* _DESCRIPTION OF THE TASK_: Return every line in the items below that contains the string "soldier".

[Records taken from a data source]
:::
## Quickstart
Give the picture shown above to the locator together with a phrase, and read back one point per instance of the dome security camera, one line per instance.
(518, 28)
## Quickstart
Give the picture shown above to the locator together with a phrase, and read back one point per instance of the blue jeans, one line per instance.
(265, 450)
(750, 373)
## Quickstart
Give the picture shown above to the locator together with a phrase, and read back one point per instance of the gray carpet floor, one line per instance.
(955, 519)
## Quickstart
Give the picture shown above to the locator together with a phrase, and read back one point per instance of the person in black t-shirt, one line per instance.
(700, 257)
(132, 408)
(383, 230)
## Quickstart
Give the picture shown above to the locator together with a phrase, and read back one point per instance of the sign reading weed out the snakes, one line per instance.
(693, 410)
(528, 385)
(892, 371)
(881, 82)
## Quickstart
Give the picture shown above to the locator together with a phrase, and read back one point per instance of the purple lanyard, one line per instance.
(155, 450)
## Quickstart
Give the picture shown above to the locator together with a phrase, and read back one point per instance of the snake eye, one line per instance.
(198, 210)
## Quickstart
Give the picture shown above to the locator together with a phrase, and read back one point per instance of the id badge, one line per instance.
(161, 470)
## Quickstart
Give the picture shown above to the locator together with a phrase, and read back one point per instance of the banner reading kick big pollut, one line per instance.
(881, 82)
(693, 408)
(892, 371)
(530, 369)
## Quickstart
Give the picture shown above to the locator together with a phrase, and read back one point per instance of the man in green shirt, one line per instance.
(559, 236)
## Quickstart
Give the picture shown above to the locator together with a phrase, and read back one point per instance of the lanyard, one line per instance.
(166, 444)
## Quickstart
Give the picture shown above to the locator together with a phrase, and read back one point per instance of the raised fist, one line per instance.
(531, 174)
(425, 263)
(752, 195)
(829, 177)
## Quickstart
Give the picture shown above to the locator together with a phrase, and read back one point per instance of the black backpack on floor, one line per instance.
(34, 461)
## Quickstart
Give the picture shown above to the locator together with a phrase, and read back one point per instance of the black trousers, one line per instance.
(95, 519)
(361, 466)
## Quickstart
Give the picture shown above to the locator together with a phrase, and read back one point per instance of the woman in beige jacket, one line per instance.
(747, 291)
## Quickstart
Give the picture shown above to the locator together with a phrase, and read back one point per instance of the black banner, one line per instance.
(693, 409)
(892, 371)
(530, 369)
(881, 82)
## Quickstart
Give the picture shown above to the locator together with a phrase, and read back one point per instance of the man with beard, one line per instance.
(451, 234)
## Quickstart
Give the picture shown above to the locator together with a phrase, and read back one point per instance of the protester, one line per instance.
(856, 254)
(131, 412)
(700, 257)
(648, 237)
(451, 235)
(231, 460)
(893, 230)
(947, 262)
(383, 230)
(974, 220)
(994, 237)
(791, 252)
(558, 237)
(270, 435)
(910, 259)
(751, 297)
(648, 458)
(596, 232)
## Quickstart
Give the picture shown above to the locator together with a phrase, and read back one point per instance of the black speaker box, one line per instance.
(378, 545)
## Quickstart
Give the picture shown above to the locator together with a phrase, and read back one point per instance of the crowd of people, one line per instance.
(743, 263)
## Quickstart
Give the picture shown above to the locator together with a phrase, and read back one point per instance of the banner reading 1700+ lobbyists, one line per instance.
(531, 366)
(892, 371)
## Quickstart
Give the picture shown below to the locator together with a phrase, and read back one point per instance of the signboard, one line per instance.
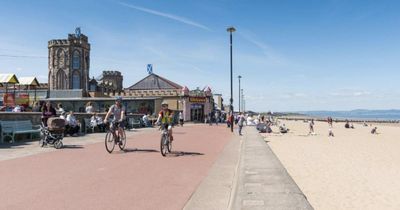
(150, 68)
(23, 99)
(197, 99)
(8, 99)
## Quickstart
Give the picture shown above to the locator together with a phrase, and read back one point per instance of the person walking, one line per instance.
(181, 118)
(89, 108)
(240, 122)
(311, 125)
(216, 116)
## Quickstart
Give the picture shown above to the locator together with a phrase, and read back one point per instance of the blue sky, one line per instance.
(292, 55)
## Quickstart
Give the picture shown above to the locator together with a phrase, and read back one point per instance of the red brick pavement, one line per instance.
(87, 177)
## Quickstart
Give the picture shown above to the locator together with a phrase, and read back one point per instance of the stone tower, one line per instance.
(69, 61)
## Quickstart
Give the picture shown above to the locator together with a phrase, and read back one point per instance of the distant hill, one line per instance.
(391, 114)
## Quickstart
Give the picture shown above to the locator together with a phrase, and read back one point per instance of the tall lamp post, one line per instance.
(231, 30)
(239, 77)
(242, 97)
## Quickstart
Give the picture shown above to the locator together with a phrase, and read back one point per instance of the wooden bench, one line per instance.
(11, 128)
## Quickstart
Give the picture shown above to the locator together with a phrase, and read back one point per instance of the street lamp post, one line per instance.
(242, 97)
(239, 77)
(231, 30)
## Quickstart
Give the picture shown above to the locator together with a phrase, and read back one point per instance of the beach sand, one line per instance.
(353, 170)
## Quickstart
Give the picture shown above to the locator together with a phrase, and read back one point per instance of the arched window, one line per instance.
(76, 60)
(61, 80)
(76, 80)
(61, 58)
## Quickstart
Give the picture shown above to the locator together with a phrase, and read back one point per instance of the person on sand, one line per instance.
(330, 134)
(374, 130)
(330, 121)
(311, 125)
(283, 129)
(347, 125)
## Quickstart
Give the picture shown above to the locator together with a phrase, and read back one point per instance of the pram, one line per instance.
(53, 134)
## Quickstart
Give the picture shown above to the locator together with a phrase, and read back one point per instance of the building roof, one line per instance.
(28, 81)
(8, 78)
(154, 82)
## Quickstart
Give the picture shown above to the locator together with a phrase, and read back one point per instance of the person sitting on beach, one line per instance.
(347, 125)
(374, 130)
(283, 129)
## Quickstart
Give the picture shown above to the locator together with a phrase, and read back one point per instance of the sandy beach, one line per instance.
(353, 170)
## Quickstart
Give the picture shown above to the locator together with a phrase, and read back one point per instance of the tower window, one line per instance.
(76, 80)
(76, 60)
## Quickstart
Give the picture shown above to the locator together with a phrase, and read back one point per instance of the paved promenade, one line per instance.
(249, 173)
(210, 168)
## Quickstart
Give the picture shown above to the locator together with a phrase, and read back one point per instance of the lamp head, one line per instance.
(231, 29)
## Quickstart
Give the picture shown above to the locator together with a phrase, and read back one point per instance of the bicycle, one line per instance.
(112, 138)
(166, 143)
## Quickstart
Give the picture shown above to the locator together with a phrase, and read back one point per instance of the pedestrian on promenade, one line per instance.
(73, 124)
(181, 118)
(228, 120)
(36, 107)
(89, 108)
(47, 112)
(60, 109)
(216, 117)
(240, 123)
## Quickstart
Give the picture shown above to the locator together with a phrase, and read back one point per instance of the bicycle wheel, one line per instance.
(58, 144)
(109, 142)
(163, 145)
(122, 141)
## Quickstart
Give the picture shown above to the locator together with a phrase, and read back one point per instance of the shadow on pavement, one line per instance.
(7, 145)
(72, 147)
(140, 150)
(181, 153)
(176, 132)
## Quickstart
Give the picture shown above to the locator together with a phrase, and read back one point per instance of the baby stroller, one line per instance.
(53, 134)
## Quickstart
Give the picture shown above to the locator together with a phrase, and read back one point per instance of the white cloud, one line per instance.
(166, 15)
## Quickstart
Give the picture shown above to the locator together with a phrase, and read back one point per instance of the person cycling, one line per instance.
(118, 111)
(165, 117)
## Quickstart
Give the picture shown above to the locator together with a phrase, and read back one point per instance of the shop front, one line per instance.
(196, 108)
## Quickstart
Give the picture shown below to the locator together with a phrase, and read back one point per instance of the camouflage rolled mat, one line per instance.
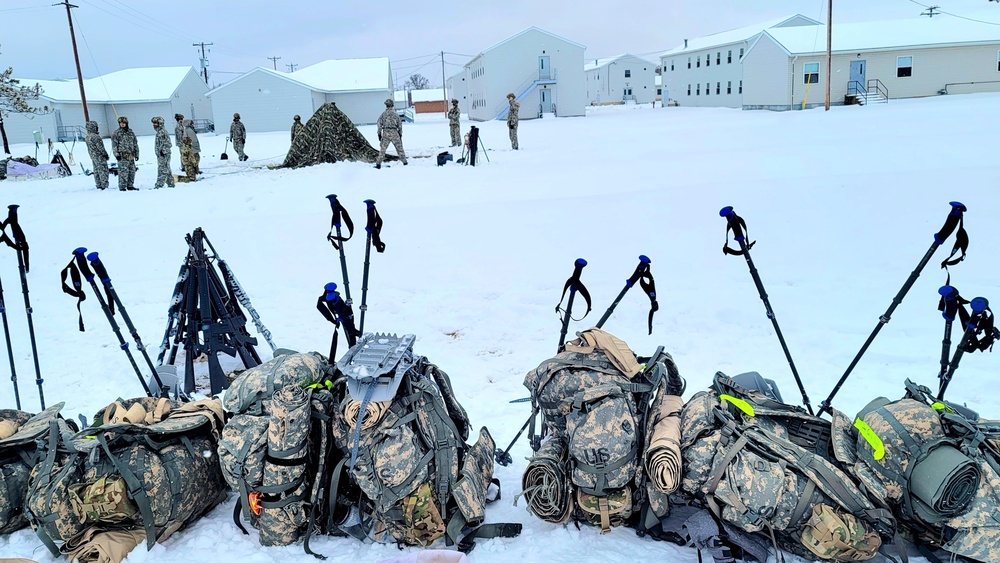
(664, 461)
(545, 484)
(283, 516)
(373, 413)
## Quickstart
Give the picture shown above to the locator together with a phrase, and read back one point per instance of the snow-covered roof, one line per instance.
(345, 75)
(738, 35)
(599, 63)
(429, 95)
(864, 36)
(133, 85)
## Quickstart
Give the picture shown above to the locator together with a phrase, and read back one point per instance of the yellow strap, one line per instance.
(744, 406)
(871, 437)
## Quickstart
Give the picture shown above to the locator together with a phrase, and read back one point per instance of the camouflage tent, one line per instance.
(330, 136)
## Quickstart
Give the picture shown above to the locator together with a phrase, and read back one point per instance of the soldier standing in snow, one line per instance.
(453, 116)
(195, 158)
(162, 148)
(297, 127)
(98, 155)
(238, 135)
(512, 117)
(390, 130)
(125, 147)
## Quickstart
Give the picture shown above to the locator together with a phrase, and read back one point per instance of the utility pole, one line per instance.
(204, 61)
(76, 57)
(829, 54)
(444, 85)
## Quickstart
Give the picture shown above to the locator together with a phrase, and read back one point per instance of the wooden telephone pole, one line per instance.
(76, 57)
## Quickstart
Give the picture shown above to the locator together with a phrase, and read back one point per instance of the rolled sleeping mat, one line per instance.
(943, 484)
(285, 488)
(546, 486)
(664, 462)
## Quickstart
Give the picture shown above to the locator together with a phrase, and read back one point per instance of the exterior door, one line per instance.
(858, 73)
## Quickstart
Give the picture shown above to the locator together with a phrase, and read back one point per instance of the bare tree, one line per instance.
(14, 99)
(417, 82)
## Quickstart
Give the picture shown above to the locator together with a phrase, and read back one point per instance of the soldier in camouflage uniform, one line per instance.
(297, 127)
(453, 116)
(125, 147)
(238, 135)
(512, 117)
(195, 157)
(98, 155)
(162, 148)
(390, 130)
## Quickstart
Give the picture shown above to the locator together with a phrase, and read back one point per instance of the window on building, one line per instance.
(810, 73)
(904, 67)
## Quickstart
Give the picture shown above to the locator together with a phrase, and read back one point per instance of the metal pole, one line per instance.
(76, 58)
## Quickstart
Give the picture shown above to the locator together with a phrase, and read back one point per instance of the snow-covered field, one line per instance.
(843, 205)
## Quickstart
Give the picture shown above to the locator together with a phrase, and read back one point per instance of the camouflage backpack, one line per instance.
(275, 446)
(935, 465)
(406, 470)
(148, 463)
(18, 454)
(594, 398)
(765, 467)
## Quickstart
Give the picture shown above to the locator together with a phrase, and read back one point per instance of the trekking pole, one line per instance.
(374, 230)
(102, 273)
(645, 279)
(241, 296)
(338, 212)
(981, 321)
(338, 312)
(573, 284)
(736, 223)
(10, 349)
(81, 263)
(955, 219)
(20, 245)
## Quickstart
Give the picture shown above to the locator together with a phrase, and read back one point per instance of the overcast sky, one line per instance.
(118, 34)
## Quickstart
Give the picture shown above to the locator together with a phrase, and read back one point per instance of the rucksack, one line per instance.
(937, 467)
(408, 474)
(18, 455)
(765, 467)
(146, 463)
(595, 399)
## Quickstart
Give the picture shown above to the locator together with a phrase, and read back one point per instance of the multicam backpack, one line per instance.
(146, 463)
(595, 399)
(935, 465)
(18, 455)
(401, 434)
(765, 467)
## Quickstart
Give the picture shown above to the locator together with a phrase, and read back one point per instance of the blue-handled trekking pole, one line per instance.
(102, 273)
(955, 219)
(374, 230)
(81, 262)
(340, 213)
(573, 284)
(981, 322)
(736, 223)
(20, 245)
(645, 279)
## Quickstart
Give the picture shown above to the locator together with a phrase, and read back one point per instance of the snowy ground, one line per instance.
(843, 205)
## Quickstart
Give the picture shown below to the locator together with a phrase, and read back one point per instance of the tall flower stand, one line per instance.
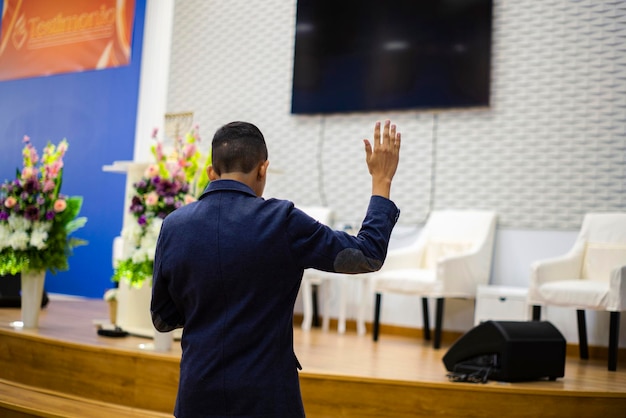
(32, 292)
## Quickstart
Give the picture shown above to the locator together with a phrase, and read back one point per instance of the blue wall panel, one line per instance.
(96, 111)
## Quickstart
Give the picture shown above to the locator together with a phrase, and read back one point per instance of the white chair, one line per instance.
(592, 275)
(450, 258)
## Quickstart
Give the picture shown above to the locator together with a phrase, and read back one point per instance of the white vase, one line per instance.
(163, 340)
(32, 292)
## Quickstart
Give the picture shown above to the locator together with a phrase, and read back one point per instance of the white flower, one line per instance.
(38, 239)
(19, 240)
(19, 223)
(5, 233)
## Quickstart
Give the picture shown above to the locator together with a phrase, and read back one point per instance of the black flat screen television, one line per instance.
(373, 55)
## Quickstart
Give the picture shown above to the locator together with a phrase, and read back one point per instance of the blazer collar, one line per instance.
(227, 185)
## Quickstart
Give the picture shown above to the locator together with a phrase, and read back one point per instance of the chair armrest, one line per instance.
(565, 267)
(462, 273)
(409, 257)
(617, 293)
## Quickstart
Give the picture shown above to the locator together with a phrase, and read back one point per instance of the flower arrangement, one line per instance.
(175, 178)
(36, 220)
:::
* _CORRECT RESULT_:
Give the picture shown above to the locator together with a phrase, and read back one point per instance of the soldier standing in snow, one line per instance.
Give the picture shown above to the locator together with a phrase, and read back one point per instance of the soldier in camouflage uniform, one line per instance.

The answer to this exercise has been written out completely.